Copy out every one of the entries below line by line, changing nothing.

- - -

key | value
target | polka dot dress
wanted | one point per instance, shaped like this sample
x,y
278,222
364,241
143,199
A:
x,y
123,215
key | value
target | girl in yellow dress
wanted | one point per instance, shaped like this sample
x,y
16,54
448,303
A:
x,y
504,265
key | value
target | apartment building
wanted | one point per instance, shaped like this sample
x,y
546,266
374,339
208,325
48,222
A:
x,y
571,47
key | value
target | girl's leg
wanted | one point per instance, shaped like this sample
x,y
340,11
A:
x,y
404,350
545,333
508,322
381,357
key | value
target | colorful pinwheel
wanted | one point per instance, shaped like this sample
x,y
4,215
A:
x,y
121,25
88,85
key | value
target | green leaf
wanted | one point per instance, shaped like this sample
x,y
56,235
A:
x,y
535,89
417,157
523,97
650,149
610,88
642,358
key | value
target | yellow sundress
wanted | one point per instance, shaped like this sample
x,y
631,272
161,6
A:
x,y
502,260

- - -

** OUTPUT FOR THIS EXERCISE **
key | value
target | polka dot dress
wanted | one point per instance, shaped like this sample
x,y
278,222
364,241
143,199
A:
x,y
123,215
key | value
target | girl in yellow dress
wanted | one point per instance, shaped like this sample
x,y
16,54
448,303
A:
x,y
504,265
key | value
target | apartment building
wanted | one point per instance, shaped like this sample
x,y
546,266
374,339
208,325
48,222
A:
x,y
571,47
key | value
target | girl's leg
wanted | one point per instance, shaped like this sample
x,y
340,11
A:
x,y
404,350
545,333
508,322
381,357
key | value
target | colorful pinwheel
wanted | one point per instance, shaped like this sample
x,y
4,215
A:
x,y
121,25
88,85
key | value
target | green leaf
wanted | one point per instance, shaped like this sample
x,y
56,235
A:
x,y
535,89
417,157
523,97
650,149
610,88
642,358
key | value
target | yellow sundress
wanted | one point per instance, shaped like this sample
x,y
631,272
161,6
A:
x,y
502,260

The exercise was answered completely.